Stored data ::
_ _ _

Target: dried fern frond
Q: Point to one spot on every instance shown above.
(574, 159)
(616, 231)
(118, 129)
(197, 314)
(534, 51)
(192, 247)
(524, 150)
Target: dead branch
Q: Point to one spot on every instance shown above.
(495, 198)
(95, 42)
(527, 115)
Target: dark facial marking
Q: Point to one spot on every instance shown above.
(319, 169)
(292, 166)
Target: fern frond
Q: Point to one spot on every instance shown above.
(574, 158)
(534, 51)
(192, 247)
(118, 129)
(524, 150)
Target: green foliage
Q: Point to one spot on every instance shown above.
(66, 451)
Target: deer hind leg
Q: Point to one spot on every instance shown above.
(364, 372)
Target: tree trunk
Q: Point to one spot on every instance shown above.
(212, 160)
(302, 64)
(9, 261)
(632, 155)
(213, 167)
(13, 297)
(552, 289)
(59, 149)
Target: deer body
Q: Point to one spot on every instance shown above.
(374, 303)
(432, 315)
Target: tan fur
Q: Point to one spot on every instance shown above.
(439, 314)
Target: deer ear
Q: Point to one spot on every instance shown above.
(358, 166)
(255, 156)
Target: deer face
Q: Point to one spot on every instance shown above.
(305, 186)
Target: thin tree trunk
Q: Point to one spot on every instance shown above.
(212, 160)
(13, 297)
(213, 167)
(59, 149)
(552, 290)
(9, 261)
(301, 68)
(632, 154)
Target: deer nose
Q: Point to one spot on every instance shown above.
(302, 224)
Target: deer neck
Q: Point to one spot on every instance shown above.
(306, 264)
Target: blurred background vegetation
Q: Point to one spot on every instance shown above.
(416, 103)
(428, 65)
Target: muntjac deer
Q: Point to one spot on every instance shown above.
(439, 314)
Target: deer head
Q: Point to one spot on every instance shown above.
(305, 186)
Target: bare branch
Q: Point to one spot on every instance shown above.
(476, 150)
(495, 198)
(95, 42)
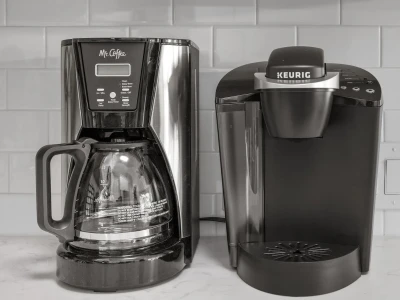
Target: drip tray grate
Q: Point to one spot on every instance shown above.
(298, 268)
(297, 251)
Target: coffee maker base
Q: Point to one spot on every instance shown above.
(109, 273)
(298, 268)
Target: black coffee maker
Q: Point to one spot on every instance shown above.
(130, 126)
(299, 142)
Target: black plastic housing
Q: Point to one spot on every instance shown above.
(296, 59)
(301, 113)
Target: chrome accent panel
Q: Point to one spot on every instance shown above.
(241, 150)
(71, 121)
(122, 236)
(330, 81)
(176, 128)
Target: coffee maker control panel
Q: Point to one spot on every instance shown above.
(112, 74)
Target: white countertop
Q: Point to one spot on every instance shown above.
(27, 271)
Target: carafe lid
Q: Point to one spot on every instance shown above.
(296, 63)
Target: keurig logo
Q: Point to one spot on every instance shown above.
(292, 75)
(116, 53)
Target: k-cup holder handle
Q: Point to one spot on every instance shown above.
(79, 150)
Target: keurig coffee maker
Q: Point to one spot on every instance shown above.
(298, 142)
(130, 132)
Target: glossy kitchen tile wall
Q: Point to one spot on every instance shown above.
(229, 33)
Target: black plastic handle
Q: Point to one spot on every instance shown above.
(64, 228)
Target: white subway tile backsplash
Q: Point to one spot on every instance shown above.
(22, 173)
(56, 34)
(208, 131)
(294, 12)
(392, 223)
(202, 36)
(215, 12)
(4, 173)
(18, 216)
(130, 12)
(210, 173)
(3, 89)
(389, 83)
(390, 46)
(208, 81)
(371, 12)
(378, 222)
(234, 46)
(392, 177)
(358, 46)
(33, 89)
(55, 127)
(392, 126)
(22, 47)
(47, 12)
(23, 130)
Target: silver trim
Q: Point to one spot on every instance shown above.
(122, 236)
(330, 81)
(171, 122)
(240, 128)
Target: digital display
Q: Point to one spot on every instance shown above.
(108, 70)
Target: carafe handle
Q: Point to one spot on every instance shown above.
(79, 150)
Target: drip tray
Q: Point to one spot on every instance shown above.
(298, 268)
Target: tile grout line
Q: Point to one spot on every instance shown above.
(212, 46)
(5, 13)
(6, 87)
(45, 47)
(88, 12)
(8, 173)
(172, 12)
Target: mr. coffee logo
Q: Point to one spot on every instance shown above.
(116, 53)
(292, 75)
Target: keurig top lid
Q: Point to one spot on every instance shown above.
(296, 62)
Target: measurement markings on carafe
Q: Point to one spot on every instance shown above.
(138, 212)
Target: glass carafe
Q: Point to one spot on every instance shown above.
(121, 195)
(118, 193)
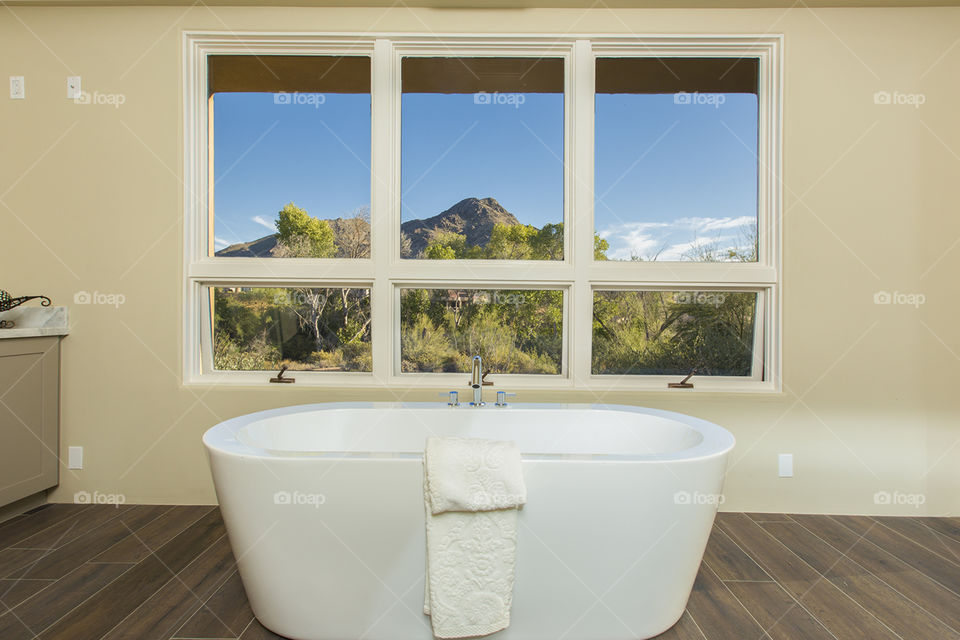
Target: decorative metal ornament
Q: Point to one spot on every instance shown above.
(7, 302)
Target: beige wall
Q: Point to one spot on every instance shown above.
(93, 202)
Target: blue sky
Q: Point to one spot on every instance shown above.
(667, 174)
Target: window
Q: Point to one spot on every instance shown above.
(482, 158)
(584, 213)
(290, 156)
(676, 158)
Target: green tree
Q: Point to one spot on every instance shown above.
(600, 247)
(302, 235)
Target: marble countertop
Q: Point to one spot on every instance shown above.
(32, 322)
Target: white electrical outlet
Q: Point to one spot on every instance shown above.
(17, 89)
(786, 465)
(75, 458)
(73, 87)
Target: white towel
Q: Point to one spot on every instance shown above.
(472, 489)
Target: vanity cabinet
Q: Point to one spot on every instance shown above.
(29, 416)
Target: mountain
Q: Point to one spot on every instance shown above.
(471, 217)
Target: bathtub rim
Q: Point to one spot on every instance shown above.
(223, 438)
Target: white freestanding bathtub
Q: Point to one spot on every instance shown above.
(323, 505)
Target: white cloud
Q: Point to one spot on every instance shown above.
(672, 241)
(264, 222)
(704, 225)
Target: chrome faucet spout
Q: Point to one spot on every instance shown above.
(477, 381)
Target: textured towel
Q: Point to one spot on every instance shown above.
(472, 489)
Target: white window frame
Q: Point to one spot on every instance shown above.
(385, 273)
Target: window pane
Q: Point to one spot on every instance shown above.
(514, 331)
(290, 145)
(673, 332)
(317, 329)
(482, 158)
(676, 159)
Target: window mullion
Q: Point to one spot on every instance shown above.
(581, 224)
(384, 216)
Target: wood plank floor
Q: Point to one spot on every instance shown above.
(86, 572)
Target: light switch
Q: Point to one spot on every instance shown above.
(786, 465)
(73, 87)
(75, 458)
(17, 89)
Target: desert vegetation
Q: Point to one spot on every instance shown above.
(515, 331)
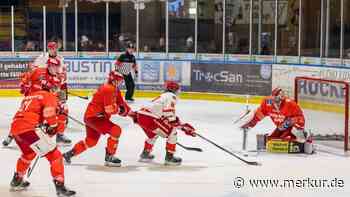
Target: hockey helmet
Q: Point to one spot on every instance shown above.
(171, 86)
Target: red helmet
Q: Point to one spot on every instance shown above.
(172, 86)
(278, 95)
(54, 66)
(115, 76)
(276, 92)
(52, 45)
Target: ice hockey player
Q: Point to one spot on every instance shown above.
(159, 119)
(288, 118)
(52, 52)
(40, 62)
(32, 127)
(106, 102)
(49, 76)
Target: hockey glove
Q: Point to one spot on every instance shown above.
(49, 129)
(249, 124)
(124, 110)
(133, 116)
(188, 129)
(288, 122)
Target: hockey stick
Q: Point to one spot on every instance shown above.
(30, 169)
(82, 97)
(229, 152)
(189, 148)
(242, 116)
(182, 146)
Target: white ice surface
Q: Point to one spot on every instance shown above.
(207, 174)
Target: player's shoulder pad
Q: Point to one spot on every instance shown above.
(268, 101)
(107, 88)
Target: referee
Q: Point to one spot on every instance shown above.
(125, 64)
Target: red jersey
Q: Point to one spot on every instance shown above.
(288, 109)
(105, 102)
(36, 108)
(32, 81)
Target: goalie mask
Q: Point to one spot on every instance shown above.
(52, 49)
(54, 66)
(172, 86)
(115, 78)
(278, 95)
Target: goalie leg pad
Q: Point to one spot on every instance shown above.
(44, 144)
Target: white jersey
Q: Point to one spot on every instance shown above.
(162, 106)
(41, 60)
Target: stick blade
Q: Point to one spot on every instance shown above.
(197, 149)
(254, 163)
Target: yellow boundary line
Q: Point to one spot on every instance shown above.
(153, 94)
(199, 96)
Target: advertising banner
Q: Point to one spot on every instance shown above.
(249, 79)
(90, 73)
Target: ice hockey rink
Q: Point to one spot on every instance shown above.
(211, 173)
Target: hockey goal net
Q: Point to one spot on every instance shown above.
(325, 104)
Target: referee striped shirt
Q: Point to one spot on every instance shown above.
(125, 63)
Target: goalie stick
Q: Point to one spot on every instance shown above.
(229, 152)
(182, 146)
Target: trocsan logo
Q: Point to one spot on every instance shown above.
(223, 76)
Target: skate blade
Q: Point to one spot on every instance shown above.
(109, 164)
(171, 164)
(62, 195)
(145, 160)
(61, 144)
(18, 189)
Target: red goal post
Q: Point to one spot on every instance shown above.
(326, 107)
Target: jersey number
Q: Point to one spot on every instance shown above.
(25, 104)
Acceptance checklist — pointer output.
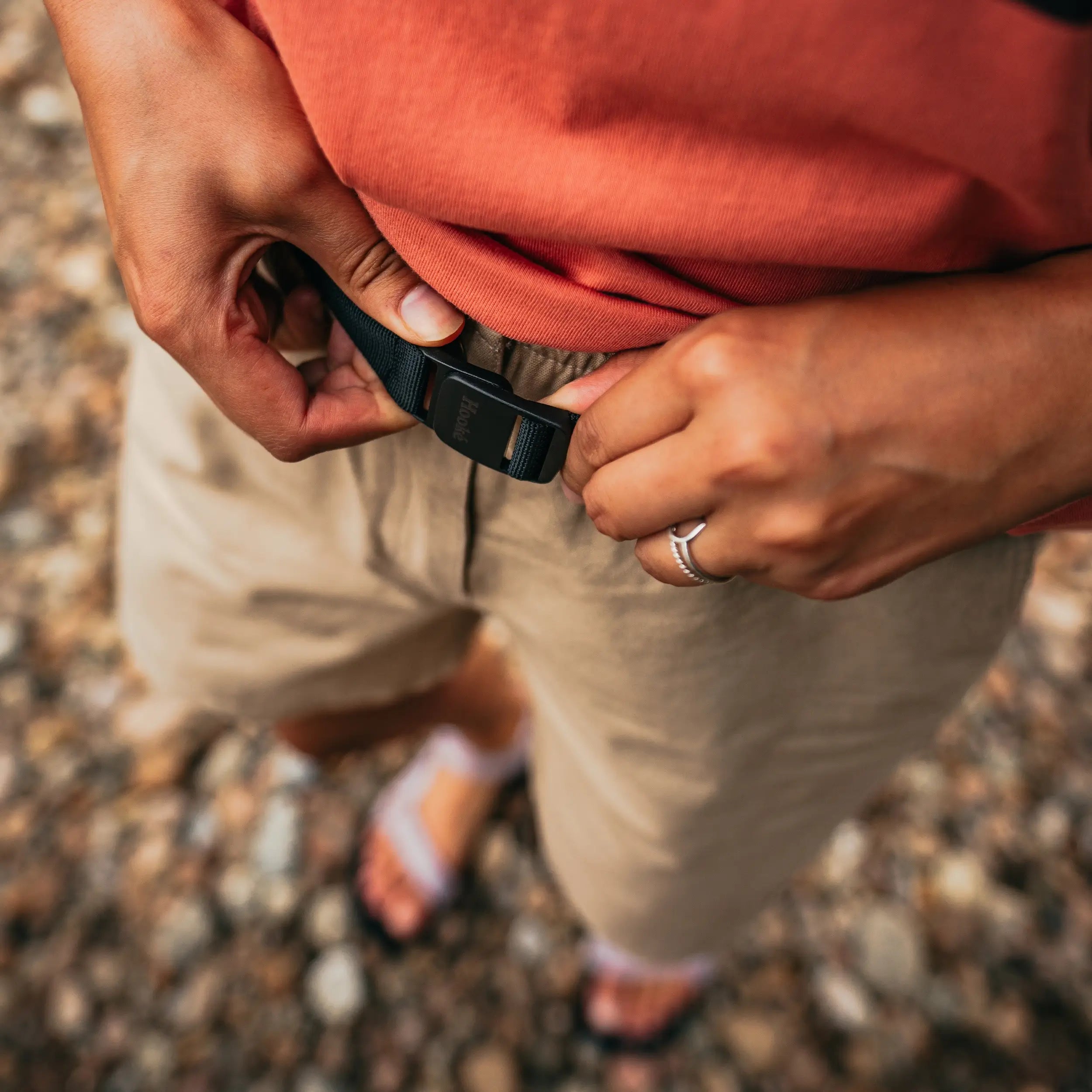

_ _ _

Goal of the exercise :: A clean copy is needed of the lines above from the one with "Target: window mullion" up to and including the one with "Target: hockey stick". Please set it down exactly, with no pictures.

Result for this exercise ::
Target: window mullion
Q: Point to one spot on every instance shown above.
(581, 224)
(384, 216)
Target: wood plank floor
Q: Point to one spot on every instance shown above.
(86, 572)
Target: light switch
Q: Point to one spot on every instance shown above.
(786, 465)
(73, 87)
(75, 458)
(17, 89)
Target: desert vegetation
Q: Point to one spot on every instance shown above.
(515, 331)
Target: hockey helmet
Q: Point to one spot on every instance shown above.
(171, 86)
Target: red helmet
Q: Point to one spot on every instance shown above.
(172, 86)
(278, 95)
(54, 66)
(115, 76)
(276, 92)
(52, 45)
Target: ice hockey player
Q: Point to one spot on every instance shown above.
(159, 119)
(288, 118)
(52, 52)
(40, 62)
(32, 127)
(106, 102)
(49, 76)
Target: hockey glove
Q: Point to one spot on every instance shown above.
(49, 129)
(249, 124)
(124, 110)
(133, 116)
(188, 129)
(288, 122)
Target: hockey stick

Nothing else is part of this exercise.